Representatives from QUT will work alongside Mercurius to examine the technology and valuable by-products to enhance commercialisation opportunities in Queensland.

Mercurius CEO and Technology Development Director Karl Seck has been in Mackay assisting in site preparations for the pilot equipment installation and commissioning.

“Queensland was the best location for us to run this pilot plant and we hope to see success so we can move forward with plans for a larger demonstration plant,” Mr Seck said.

“The potential broader economic and environmental benefits derived from our REACHTM technology is significant for both the region and the low carbon intensity biofuel industry and we are excited to get started here in Queensland.”

Project leader from QUT’s Centre for Agriculture and Bioeconomy and Advance Queensland Research Fellow Dr Darryn Rackemann welcomed the progress on the project.

“This is transformative technology and to be part of the pilot process is fantastic”, Dr Rackemann said.

“QUT will be looking into the commercial opportunities from the REACHTM technology which could lead to producing renewable fuels and chemicals in Queensland creating new jobs and opportunities for regional communities.”

This project has been funded through the Jobs and Regional Growth fund and aligns with the Queensland Government’s Biofutures industry development roadmap and action plan to support and inspire Queensland businesses secure their share of the global bioproducts and services market.

— Required task —
Answer these questions using the pilot plant text above:
(a) In which location has Karl Seck been assisting with site preparations?
(b) Which QUT centre is Dr Darryn Rackemann's project role associated with?
(c) Through which fund has the project been funded?

— Excerpted records —
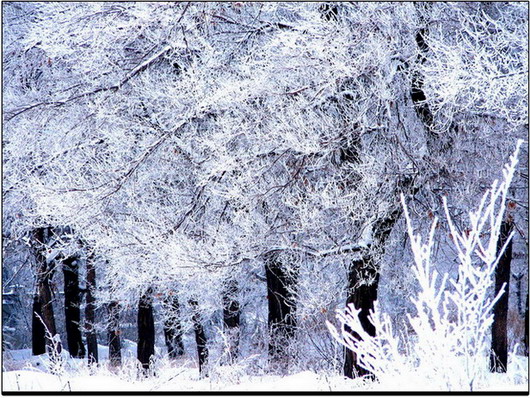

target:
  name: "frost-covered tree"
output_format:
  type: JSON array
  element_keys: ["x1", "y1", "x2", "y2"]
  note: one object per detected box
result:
[{"x1": 3, "y1": 2, "x2": 528, "y2": 382}]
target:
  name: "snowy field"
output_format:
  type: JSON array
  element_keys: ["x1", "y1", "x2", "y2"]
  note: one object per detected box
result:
[{"x1": 2, "y1": 342, "x2": 528, "y2": 392}]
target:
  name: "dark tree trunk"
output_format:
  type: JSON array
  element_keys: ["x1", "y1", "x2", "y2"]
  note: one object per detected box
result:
[
  {"x1": 223, "y1": 279, "x2": 240, "y2": 362},
  {"x1": 265, "y1": 253, "x2": 296, "y2": 364},
  {"x1": 107, "y1": 301, "x2": 121, "y2": 366},
  {"x1": 189, "y1": 300, "x2": 208, "y2": 375},
  {"x1": 63, "y1": 257, "x2": 85, "y2": 358},
  {"x1": 32, "y1": 228, "x2": 62, "y2": 353},
  {"x1": 164, "y1": 292, "x2": 184, "y2": 359},
  {"x1": 31, "y1": 294, "x2": 46, "y2": 355},
  {"x1": 490, "y1": 216, "x2": 513, "y2": 373},
  {"x1": 138, "y1": 288, "x2": 155, "y2": 370},
  {"x1": 343, "y1": 254, "x2": 379, "y2": 378},
  {"x1": 85, "y1": 253, "x2": 98, "y2": 364},
  {"x1": 524, "y1": 292, "x2": 528, "y2": 356},
  {"x1": 343, "y1": 208, "x2": 400, "y2": 378}
]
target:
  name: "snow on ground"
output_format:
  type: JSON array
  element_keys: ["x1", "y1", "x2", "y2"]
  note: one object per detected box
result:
[{"x1": 2, "y1": 342, "x2": 528, "y2": 392}]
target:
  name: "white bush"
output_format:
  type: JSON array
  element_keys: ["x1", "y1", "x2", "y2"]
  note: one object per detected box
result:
[{"x1": 328, "y1": 141, "x2": 522, "y2": 391}]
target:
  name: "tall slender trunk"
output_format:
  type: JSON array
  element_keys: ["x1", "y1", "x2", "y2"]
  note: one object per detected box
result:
[
  {"x1": 524, "y1": 291, "x2": 528, "y2": 356},
  {"x1": 343, "y1": 253, "x2": 379, "y2": 378},
  {"x1": 107, "y1": 301, "x2": 121, "y2": 366},
  {"x1": 343, "y1": 208, "x2": 400, "y2": 378},
  {"x1": 490, "y1": 216, "x2": 513, "y2": 373},
  {"x1": 189, "y1": 299, "x2": 208, "y2": 375},
  {"x1": 85, "y1": 251, "x2": 98, "y2": 364},
  {"x1": 223, "y1": 279, "x2": 240, "y2": 363},
  {"x1": 137, "y1": 288, "x2": 155, "y2": 370},
  {"x1": 31, "y1": 293, "x2": 46, "y2": 355},
  {"x1": 265, "y1": 253, "x2": 296, "y2": 366},
  {"x1": 32, "y1": 228, "x2": 62, "y2": 353},
  {"x1": 164, "y1": 292, "x2": 184, "y2": 359},
  {"x1": 63, "y1": 257, "x2": 85, "y2": 358}
]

— Answer for the task —
(a) Mackay
(b) The Centre for Agriculture and Bioeconomy
(c) The Jobs and Regional Growth fund